TASK TO CARRY OUT:
Start to finish, return the listing exactly as written.

=== DATA SHOWN ===

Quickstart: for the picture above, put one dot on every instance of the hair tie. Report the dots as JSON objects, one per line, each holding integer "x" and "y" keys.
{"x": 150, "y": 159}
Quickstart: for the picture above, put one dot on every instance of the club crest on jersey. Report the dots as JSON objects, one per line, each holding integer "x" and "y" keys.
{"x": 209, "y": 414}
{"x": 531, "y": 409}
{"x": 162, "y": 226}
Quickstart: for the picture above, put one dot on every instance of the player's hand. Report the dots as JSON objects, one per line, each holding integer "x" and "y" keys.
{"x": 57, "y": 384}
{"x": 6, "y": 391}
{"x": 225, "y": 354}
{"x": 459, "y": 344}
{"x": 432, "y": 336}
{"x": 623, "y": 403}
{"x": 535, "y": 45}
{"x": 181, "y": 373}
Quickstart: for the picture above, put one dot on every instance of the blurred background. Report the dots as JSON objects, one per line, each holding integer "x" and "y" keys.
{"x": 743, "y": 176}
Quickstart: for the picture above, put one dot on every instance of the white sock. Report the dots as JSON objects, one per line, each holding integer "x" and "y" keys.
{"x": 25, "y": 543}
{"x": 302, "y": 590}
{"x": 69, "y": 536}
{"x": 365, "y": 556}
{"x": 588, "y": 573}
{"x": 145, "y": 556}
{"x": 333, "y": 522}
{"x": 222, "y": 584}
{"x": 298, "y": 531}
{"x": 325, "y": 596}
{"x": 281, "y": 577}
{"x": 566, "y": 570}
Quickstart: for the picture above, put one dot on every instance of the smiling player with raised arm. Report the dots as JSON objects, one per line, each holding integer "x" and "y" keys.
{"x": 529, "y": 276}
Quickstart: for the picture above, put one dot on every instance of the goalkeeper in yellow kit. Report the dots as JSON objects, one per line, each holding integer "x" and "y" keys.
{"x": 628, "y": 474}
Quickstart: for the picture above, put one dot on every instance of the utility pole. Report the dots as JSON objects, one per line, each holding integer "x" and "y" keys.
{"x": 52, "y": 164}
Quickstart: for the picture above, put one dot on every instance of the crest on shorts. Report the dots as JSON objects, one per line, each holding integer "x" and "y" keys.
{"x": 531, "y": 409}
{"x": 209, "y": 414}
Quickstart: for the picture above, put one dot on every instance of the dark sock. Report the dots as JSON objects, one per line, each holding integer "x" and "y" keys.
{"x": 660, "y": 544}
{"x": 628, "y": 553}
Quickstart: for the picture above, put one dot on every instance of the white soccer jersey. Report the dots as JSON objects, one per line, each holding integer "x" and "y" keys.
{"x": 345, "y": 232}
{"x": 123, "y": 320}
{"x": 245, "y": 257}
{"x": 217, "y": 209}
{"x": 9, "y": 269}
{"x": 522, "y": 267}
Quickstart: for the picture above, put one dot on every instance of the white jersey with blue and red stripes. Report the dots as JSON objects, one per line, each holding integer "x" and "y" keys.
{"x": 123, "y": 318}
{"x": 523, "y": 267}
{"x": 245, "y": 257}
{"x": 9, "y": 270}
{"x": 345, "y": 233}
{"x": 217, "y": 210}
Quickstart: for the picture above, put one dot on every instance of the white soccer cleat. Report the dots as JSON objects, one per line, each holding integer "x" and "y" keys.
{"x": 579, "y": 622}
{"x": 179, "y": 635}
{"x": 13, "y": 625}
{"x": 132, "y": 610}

===

ANSWER FOR THE TASK:
Quickstart: for the picture above, put one dot on every instance of the hair tie. Report the dots as JSON objects, one per line, each holding integer "x" and "y" keys.
{"x": 150, "y": 159}
Quickstart: for the picture above, put one dot on every instance of the club crest on jersey. Report the dots as JSON objects, one per line, each holding integer "x" and "y" keys.
{"x": 209, "y": 414}
{"x": 531, "y": 409}
{"x": 162, "y": 226}
Quickstart: for the picture above, put one dot on every instance of the player's hand. Report the dots as JSON objects, one per line, each holding integer "x" and "y" keys.
{"x": 57, "y": 384}
{"x": 6, "y": 391}
{"x": 225, "y": 354}
{"x": 459, "y": 344}
{"x": 432, "y": 336}
{"x": 623, "y": 403}
{"x": 535, "y": 45}
{"x": 181, "y": 373}
Quickstart: for the picture above, put one dot on every instance of the blurred background. Report the dots as JSON objects, one per line, each holding integer "x" and "y" keys.
{"x": 743, "y": 176}
Quickstart: for the picture above, put one dot on every instance of the white sock. Report the dots as JSON objects, one per line, each holding integer "x" and "y" keys.
{"x": 25, "y": 543}
{"x": 302, "y": 590}
{"x": 69, "y": 536}
{"x": 365, "y": 556}
{"x": 588, "y": 573}
{"x": 145, "y": 556}
{"x": 333, "y": 522}
{"x": 222, "y": 584}
{"x": 298, "y": 531}
{"x": 325, "y": 596}
{"x": 281, "y": 577}
{"x": 566, "y": 570}
Quickstart: for the picture above, put one dot on every instance of the smiling player with raised arm. Report the dots as JSON objects, one per line, each holding integer "x" and "y" keys.
{"x": 529, "y": 276}
Quickstart: for the picture above, put one dot on every instance of the goalkeeper in yellow kit. Report the dots as JSON objects, one per line, each holding integer "x" and "y" keys.
{"x": 628, "y": 474}
Quickstart: for the picture above, put one dot on every instance of the utility pole. Report the dots as JSON objects, one per line, each holding integer "x" and "y" keys.
{"x": 52, "y": 164}
Quickstart: for the picture above, put one dot on every instance of the crest on shorts. Report the dots as JSON objects, one per line, each holding integer "x" and "y" keys.
{"x": 531, "y": 409}
{"x": 209, "y": 414}
Quickstart: for the picture above, put one dot on every instance of the dark sock. Report the dots as JSON objects, one per line, each holding integer "x" and "y" keys.
{"x": 660, "y": 544}
{"x": 628, "y": 553}
Quickstart: for the picture above, put one dot on every instance of the white soccer jersey. Report the dots as JSON objects, one per line, each holding integer "x" and "y" keys.
{"x": 345, "y": 232}
{"x": 123, "y": 320}
{"x": 245, "y": 257}
{"x": 217, "y": 209}
{"x": 9, "y": 269}
{"x": 522, "y": 267}
Quickstart: for the picture above, put one dot on every instance of the white jersey with blue and red stripes. Report the dots as JSON objects, one per line, each holding integer "x" and "y" keys.
{"x": 123, "y": 318}
{"x": 523, "y": 267}
{"x": 245, "y": 257}
{"x": 9, "y": 270}
{"x": 345, "y": 233}
{"x": 217, "y": 210}
Quickstart: for the picture above, put one dot on every instance of the white soccer cleat. Report the dots as JSON objects, one per line, each holding integer "x" and "y" keys.
{"x": 579, "y": 622}
{"x": 179, "y": 635}
{"x": 13, "y": 625}
{"x": 132, "y": 610}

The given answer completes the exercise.